● Page excerpt:

---------------

Duwamish Books Data Access Layer, Phase 3

Robert Coleridge
Microsoft Developer Network

September 1, 1998

Summary: Discusses issues surrounding object state and resource caching. Examines how these relate to the Duwamish Phase 3 data access layer. (13 printed pages) Includes API Reference to Phase 3 DAL.

Introduction

Phase 1 of the Duwamish Books sample contained a data access layer that was embedded in most of the sample's desktop applications. This layer encapsulated data access so that the data structure would be hidden, easier to maintain, and have increased data security. In Phase 2 we migrated the sample from a desktop model to a two-tier model and, in doing so, we removed the data access layer from the application code and encapsulated it into a stand-alone Component Object Model (COM) component. In Phase 3 we keep the data access layer as a separate COM component, but make some significant changes to it. The changes revolve around three issues: maintaining state, the caching of database connections, and hierarchical or shaped data. This article explains those changes, and why they were made.

For an introduction to the Duwamish Books sample, including a discussion of tiered architectures, see "An Introduction to the Duwamish Books Sample."

State

For our purposes, the term state refers to the condition or status of an object at any given point in time. Therefore, maintaining state is the ability of an object to retain or maintain information about itself and/or its surrounding environment by which a certain condition can be replicated or maintained over a period of time or over a series of events or invocations. In contrast, a stateless object does not maintain any state information about its condition over time or between invocations.

Stateful Objects

When we moved the data access code from Phase 1 to Phase 2, we simply moved the code module to its own project and created a COM dynamic-link library (DLL). This allowed us to create the data access layer COM component (which we call the DAL) very quickly, but it also meant that the statefulness of the Phase 1 code was carried over to Phase 2. That statefulness was kept in global variables and thus persisted across method invocations.

This persistence maintained database connections across calls and had the advantage of lessening the time it took to retrieve data because the database connection did not have to be established every time the application wanted data. This sped up the data access, but created certain disadvantages.

One major disadvantage is the assumption that the database server would be available for the lifetime of a DAL object. This creates a situation whereby the application may start correctly but not be able to continue later if the data server fails.

Another major disadvantage to maintaining state is that any object that does so will not scale very well. Because it can only maintain a limited amount of information, a stateful object is limited in how many callers it can have, whereas a stateless object does not usually suffer from this limitation.

---------------

● Prompt 1:
From the Duwamish Books article, return the passage between "Stateful Objects" and "created certain disadvantages.", inclusive.
● Prompt 2:
Resume the Duwamish Books article, starting right after its final sentence.

---------------

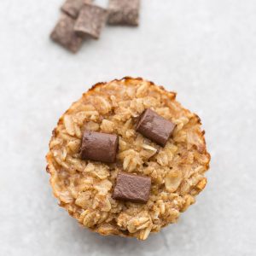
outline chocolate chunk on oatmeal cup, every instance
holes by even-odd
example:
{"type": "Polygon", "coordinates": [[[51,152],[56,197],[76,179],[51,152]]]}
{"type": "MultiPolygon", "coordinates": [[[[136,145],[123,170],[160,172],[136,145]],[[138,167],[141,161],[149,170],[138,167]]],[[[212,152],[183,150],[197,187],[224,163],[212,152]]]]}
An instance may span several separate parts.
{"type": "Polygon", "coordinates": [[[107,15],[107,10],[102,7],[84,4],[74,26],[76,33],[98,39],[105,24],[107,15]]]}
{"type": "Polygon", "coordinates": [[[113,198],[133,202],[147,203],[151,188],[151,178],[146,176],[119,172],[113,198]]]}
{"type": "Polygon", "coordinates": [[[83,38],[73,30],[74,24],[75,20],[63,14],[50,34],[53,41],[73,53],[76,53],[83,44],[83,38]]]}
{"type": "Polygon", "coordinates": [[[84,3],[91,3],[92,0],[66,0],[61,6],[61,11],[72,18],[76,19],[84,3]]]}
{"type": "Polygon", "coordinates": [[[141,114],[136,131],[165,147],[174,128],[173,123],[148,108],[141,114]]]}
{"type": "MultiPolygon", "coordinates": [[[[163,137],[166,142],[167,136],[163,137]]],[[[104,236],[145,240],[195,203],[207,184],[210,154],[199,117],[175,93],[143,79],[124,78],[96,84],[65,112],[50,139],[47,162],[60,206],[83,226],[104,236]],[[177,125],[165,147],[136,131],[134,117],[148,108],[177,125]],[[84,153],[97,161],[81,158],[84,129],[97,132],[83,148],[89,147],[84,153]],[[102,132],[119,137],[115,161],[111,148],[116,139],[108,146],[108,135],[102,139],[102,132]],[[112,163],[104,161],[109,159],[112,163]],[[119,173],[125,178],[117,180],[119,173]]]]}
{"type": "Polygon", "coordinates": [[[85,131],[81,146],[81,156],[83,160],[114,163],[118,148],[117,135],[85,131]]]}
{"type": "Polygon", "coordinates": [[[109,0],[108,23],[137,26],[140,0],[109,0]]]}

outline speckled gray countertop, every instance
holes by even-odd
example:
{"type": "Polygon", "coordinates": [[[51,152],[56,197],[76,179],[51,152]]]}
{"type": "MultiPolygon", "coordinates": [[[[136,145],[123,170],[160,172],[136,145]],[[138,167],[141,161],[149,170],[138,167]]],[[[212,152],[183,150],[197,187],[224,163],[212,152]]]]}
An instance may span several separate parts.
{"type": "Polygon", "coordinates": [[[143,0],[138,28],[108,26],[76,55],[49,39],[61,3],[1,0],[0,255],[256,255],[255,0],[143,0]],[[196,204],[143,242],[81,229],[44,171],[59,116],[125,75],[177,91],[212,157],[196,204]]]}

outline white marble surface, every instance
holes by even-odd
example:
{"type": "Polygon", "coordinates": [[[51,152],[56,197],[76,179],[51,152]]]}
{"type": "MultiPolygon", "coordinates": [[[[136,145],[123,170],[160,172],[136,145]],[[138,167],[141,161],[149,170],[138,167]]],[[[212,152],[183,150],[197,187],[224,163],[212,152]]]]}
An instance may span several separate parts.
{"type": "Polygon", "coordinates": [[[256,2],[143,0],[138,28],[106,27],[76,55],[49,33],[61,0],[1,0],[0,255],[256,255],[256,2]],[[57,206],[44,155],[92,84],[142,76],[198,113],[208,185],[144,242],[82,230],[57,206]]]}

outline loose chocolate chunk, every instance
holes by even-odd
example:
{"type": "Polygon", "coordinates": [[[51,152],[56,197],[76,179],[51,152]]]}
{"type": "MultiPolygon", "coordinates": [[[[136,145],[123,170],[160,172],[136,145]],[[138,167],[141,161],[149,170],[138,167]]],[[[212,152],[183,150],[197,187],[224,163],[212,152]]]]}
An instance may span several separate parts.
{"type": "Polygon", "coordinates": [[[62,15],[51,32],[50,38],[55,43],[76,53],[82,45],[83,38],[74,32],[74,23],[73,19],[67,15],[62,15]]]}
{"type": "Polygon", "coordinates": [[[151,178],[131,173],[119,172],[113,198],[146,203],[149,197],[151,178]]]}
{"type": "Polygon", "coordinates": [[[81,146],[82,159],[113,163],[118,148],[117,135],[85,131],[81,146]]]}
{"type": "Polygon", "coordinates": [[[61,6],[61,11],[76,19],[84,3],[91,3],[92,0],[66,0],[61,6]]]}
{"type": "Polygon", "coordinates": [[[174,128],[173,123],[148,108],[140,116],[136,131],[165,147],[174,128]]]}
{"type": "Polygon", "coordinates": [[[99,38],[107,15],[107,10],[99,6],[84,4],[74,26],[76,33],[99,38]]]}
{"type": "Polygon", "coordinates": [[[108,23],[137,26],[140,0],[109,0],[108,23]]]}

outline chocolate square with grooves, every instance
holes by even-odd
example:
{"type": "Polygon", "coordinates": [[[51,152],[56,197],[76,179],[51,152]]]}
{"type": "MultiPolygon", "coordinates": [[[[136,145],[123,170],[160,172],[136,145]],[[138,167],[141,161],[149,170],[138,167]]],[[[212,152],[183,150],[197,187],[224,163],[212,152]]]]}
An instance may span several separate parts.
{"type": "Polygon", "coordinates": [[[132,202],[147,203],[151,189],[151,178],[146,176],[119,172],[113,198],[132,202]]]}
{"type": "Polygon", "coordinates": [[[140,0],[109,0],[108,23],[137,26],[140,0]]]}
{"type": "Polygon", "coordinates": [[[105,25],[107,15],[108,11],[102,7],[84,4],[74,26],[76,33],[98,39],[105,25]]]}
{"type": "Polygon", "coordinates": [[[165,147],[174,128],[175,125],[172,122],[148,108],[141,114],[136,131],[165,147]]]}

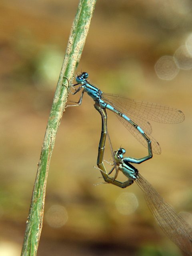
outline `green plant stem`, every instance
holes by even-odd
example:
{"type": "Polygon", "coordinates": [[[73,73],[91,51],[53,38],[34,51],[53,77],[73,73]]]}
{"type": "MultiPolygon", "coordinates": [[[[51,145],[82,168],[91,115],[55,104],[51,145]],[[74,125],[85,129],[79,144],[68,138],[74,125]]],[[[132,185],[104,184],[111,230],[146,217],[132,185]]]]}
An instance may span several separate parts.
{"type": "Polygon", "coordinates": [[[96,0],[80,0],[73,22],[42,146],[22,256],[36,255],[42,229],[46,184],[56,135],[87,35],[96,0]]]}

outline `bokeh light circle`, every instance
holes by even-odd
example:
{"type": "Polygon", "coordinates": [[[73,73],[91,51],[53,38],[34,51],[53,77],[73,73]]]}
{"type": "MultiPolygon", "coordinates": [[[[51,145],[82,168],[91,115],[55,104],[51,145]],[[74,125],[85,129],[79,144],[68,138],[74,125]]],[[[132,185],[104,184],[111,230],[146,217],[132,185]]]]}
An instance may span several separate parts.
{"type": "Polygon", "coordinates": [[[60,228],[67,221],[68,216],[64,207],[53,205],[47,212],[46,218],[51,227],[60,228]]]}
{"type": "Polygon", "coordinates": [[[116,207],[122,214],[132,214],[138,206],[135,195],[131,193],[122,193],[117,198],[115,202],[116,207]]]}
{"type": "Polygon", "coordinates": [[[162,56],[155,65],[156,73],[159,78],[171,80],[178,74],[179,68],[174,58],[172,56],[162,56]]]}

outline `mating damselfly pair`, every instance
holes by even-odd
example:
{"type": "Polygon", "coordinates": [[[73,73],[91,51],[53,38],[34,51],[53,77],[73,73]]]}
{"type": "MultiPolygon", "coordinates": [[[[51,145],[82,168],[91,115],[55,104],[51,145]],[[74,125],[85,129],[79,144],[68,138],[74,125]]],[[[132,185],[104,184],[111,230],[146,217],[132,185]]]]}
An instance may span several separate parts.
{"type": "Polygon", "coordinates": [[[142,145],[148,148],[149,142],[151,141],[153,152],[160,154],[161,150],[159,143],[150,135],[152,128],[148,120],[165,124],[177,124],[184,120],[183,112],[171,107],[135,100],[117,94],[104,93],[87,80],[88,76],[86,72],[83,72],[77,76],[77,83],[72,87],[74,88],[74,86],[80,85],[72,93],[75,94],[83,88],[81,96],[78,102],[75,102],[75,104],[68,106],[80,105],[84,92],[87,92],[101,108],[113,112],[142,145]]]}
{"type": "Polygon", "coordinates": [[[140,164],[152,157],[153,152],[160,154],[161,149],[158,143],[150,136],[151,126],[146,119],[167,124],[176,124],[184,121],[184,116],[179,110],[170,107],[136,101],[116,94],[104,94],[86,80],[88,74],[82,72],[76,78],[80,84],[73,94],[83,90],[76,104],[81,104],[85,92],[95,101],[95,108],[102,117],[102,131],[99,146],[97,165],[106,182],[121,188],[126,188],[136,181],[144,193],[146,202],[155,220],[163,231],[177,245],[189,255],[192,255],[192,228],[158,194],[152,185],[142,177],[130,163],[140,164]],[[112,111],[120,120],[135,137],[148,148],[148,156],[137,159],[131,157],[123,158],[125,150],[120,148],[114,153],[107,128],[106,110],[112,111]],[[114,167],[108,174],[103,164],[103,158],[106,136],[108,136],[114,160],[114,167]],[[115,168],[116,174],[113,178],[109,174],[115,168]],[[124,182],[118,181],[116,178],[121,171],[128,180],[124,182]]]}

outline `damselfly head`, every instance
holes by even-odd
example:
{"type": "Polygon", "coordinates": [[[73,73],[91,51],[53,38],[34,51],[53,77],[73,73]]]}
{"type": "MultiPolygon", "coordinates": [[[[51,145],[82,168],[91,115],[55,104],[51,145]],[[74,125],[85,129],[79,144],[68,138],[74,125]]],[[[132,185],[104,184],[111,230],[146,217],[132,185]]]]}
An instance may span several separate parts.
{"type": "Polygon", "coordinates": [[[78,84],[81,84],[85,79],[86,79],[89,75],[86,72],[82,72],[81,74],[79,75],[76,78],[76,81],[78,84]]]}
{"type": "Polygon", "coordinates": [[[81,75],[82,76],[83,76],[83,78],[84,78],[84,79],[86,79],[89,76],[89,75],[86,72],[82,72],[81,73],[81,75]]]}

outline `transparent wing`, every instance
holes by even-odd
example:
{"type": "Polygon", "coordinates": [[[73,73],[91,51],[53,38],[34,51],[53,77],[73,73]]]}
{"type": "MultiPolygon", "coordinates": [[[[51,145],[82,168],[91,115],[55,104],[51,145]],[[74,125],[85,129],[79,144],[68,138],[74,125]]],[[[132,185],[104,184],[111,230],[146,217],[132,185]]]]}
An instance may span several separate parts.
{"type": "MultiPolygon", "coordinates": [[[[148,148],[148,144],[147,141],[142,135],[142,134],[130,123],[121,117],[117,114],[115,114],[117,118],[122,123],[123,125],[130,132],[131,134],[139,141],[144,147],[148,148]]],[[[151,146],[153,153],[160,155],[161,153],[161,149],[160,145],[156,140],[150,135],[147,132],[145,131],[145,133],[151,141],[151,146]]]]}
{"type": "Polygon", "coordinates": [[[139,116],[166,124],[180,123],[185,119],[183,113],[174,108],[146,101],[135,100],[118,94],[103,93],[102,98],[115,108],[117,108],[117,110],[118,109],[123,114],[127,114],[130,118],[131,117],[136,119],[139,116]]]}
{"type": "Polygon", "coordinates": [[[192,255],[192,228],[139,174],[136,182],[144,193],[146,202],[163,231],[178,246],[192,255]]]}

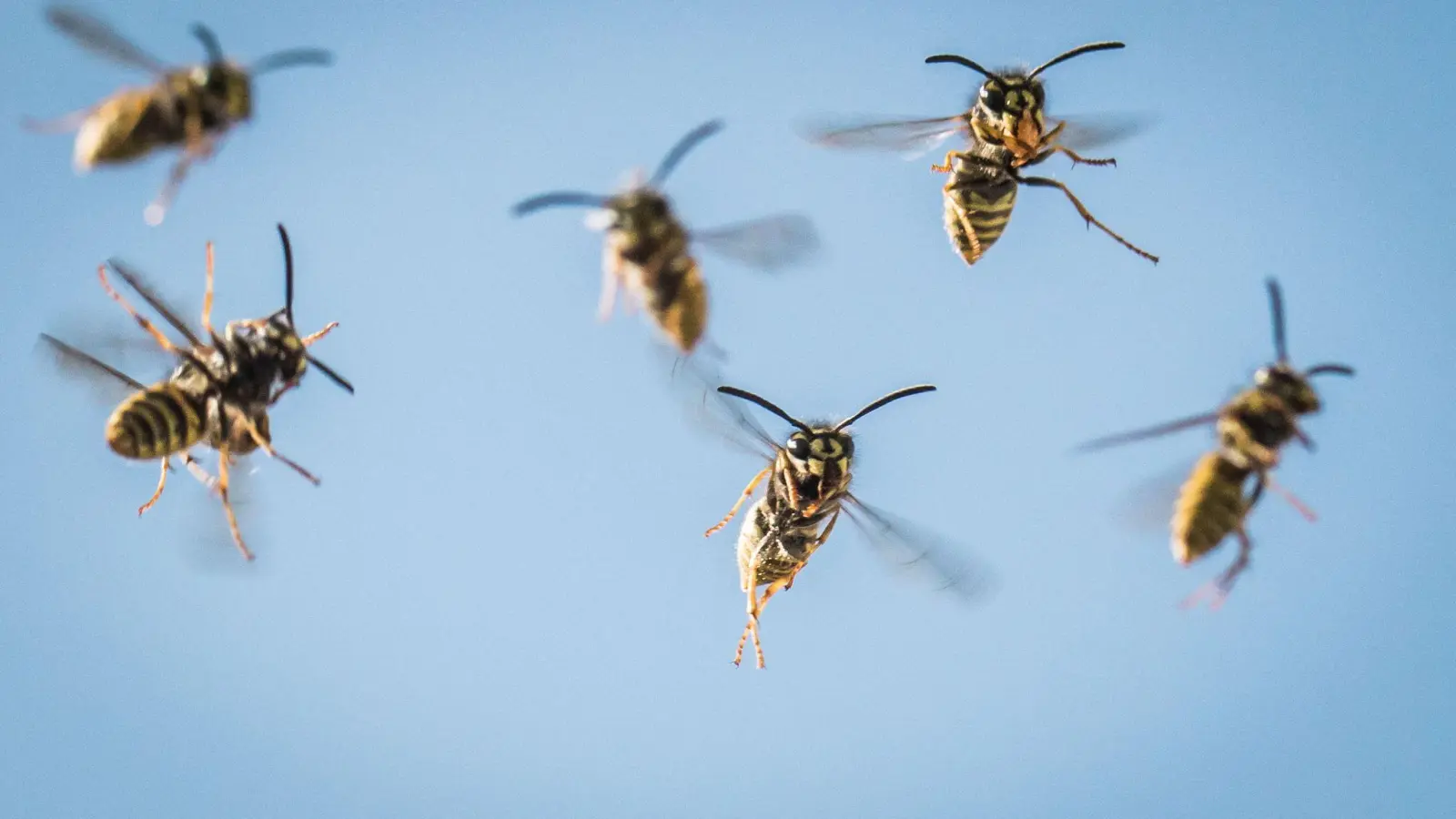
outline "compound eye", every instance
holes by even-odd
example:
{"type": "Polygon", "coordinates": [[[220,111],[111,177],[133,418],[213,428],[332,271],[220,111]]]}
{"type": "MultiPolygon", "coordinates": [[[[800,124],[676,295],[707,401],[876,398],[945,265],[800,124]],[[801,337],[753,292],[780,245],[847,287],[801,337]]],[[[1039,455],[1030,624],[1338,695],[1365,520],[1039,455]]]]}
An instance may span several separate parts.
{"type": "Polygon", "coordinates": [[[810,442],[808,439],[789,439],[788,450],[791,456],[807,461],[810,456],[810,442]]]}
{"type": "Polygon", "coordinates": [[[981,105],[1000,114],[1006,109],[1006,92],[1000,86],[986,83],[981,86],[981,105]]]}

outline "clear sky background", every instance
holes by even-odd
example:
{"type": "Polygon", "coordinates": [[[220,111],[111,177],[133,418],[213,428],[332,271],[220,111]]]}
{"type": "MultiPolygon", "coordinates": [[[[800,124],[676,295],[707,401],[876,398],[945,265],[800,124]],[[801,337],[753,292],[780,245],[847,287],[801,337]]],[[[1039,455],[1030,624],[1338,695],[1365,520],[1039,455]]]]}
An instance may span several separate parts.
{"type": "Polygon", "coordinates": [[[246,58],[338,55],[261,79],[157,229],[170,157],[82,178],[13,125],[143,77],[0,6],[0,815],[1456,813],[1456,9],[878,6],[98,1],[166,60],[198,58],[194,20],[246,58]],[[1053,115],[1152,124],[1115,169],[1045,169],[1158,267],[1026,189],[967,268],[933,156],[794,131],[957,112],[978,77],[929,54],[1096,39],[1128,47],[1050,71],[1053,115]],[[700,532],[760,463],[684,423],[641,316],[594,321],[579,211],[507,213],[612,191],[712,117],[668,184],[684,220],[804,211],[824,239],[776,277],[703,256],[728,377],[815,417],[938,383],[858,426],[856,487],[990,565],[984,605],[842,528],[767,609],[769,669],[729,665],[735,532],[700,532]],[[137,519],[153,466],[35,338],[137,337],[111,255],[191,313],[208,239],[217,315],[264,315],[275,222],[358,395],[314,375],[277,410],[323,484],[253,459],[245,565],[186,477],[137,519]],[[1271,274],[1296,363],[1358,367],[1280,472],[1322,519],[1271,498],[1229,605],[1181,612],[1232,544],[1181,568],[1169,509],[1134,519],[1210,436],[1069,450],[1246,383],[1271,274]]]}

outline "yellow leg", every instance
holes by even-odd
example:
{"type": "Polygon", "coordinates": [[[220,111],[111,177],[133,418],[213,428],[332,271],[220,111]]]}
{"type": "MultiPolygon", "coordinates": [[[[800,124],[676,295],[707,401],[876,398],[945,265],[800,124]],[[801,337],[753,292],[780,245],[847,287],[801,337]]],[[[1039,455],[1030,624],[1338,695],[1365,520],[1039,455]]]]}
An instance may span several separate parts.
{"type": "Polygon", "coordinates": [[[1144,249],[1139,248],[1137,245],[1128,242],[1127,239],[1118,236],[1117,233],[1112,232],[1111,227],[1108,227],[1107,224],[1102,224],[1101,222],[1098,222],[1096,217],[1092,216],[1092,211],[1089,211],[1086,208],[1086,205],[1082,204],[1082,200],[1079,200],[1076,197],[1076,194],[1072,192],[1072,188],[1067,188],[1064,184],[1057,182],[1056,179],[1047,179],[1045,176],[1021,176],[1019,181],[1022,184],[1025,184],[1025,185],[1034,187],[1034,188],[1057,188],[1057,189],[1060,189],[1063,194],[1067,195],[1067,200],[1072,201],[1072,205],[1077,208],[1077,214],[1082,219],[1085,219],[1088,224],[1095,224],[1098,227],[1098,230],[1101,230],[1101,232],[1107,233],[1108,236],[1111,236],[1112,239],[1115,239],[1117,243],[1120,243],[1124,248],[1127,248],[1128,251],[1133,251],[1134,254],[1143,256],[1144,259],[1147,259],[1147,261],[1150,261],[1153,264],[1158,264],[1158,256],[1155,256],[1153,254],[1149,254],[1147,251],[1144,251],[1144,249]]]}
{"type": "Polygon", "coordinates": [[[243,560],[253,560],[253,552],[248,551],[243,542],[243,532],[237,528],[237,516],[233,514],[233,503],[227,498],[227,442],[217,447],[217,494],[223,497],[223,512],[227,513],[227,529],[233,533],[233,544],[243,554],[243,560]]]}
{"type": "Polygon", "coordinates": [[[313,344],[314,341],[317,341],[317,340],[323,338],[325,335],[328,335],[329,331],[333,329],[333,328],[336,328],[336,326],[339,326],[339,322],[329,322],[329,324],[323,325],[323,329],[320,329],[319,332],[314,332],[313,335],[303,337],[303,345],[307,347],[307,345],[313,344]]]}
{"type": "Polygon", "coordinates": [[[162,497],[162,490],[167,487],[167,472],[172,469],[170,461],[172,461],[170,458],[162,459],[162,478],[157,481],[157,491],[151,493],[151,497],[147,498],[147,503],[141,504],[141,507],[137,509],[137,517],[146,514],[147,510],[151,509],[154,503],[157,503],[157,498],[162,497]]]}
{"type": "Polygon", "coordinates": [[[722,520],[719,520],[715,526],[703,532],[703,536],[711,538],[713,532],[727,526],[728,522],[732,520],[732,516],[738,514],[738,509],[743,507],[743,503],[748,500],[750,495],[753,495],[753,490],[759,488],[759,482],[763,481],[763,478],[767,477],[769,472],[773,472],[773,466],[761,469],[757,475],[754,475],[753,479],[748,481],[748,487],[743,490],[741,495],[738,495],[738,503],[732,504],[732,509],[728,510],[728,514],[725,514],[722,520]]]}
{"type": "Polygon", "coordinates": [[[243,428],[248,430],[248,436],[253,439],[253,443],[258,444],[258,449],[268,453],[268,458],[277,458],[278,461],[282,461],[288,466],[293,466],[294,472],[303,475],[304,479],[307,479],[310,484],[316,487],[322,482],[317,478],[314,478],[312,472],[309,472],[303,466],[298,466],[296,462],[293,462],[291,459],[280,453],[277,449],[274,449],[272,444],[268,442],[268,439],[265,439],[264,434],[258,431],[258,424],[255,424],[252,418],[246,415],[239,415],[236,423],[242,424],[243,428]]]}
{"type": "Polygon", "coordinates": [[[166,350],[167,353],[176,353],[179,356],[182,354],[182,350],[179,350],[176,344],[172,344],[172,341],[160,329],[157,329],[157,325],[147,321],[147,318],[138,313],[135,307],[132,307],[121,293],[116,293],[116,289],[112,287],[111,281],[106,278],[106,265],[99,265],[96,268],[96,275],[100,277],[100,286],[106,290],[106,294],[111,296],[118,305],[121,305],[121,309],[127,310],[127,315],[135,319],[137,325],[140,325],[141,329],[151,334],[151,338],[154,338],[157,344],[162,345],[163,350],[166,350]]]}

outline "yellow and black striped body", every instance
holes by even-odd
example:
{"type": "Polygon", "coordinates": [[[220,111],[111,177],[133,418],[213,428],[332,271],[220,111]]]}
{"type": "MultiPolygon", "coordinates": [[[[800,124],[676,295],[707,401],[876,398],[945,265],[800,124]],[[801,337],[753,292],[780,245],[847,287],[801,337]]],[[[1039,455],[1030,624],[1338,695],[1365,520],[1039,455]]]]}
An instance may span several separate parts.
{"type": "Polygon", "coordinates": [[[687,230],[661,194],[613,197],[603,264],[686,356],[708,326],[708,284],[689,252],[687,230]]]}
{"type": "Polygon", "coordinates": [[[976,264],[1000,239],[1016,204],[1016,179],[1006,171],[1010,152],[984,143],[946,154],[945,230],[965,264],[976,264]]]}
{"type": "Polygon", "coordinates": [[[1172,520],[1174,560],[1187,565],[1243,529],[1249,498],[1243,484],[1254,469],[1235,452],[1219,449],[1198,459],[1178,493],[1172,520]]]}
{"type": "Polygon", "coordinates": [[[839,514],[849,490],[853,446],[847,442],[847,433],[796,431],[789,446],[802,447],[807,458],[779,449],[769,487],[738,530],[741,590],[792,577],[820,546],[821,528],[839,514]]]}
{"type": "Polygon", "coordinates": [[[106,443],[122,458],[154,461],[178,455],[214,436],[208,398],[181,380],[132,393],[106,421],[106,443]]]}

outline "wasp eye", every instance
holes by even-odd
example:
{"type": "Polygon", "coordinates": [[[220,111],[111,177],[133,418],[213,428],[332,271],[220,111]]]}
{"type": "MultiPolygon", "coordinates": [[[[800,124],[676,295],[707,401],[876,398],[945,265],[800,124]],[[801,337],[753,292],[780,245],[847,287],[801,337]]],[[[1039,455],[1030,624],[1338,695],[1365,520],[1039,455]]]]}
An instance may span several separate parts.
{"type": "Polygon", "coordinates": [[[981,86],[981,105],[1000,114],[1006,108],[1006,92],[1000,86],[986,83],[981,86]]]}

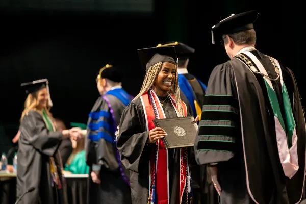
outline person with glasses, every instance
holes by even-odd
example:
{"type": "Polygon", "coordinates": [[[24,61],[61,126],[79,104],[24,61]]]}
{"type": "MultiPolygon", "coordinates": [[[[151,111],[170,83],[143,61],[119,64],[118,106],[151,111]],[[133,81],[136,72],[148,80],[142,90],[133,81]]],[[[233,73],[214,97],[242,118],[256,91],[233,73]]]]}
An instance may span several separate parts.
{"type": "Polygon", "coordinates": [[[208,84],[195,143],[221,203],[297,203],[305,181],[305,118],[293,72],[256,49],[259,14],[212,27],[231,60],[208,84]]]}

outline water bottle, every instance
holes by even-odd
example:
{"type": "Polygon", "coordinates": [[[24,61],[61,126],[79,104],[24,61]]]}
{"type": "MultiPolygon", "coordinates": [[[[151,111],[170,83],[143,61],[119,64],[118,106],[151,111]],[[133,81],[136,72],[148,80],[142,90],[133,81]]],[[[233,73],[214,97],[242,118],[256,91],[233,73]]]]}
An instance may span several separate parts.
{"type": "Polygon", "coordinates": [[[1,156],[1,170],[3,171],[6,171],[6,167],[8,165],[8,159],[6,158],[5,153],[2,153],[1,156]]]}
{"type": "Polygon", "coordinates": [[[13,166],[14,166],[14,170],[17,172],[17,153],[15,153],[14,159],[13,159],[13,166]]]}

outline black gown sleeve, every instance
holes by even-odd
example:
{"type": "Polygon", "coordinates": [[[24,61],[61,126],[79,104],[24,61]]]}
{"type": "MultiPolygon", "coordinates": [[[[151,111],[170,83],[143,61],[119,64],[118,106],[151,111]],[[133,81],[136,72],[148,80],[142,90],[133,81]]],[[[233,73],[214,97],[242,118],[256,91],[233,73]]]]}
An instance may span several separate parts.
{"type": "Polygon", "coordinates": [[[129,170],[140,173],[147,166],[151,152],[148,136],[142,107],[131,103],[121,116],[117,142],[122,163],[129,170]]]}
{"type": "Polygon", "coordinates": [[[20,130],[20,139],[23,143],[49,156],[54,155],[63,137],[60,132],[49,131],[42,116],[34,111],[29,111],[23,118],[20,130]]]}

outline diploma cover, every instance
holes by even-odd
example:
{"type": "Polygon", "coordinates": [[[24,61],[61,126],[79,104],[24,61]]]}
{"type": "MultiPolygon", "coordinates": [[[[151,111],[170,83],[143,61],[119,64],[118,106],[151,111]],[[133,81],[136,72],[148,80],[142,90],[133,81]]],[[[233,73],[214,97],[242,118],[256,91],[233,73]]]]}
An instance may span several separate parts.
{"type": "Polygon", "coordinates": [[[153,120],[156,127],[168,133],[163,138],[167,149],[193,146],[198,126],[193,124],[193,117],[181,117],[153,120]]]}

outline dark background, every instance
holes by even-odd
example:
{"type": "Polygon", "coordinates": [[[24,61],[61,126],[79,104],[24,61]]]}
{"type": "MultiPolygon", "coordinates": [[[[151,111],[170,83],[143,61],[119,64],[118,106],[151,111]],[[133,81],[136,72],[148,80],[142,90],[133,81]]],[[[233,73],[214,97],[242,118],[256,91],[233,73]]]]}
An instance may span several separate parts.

---------------

● Right answer 1:
Stateful Objects

When we moved the data access code from Phase 1 to Phase 2, we simply moved the code module to its own project and created a COM dynamic-link library (DLL). This allowed us to create the data access layer COM component (which we call the DAL) very quickly, but it also meant that the statefulness of the Phase 1 code was carried over to Phase 2. That statefulness was kept in global variables and thus persisted across method invocations.

This persistence maintained database connections across calls and had the advantage of lessening the time it took to retrieve data because the database connection did not have to be established every time the application wanted data. This sped up the data access, but created certain disadvantages.

● Right answer 2:
Stateless Objects

While a stateful object has its advantages, a stateless object is much more versatile and scalable. A stateless object can be invoked multiple times and in multiple ways. The developer does not have to take into consideration the possible state of the object—the developer simply uses the object.

For example, if I have a stateful object that maintains database connections and I want to retrieve some data, I need to know whether a database connection has been previously established. If one has, I can retrieve my data; if not, I have to make the connection before I can retrieve my data. To retrieve data with a stateless object, I supply all of the information necessary to make the connection to the database and retrieve the data. The method invocation to retrieve data does not have to worry about previous connections because it will make one itself, retrieve the data, and close the connection. I, as the developer, don't need to worry about the existing state of the object because the state is set up for the duration of the method invocation.

The big advantage of all this? A stateless object is far more scalable because it does not need to maintain state for its callers and can be used in a much more encapsulated object-oriented manner.

The major disadvantage to writing stateless objects is the time it takes to design one properly. To truly ensure a stateless mode, I have to ensure that all of the relevant information is passed to the object when it is invoked. This takes more design time and energy, but in my opinion is worth the effort.

Synopsis

  1. The advantages of not maintaining any state in an object:

The advantages of maintaining state in an object:

The disadvantage of stateless objects:

The disadvantages of maintaining state:

Cache

When I use the term cache, I mean to store or persist something for future use or reference. In Phases 1 and 2, Duwamish cached database connections to avoid having to make a connection every time the calling application needed to access the database.

Caching

In Phase 1 and 2, an application opened a connection to the database early on in the application lifecycle and it held the connection open for the lifetime of that application session. This was acceptable with a desktop or a two-tier model. Once we migrated to a three-tier model, we reexamined the notion of caching a connection to the database. We knew that we did not have to continue to cache the connection because more modern servers, such as Microsoft SQL Server™, had the ability to cache the connection for us.

Making a connection and caching it may or may not speed up your database access. If you decide to cache the connection, the application or the database server could cache it. If the database server has the ability to cache the connection, caching the connection in an application is not such a wise idea. Instead, simply let the server do the work. On the other hand, if the database server does not cache the connection, it might be a wise idea to cache the connection in something like the DAL. Similarly, if the database server takes a long time (a few seconds) to reopen a connection, it would make sense to open the connection once and cache it.

Note   If you cache something in an object, you may be drastically reducing the scalability of the component. If scalability is critical, you'll want to avoid caching.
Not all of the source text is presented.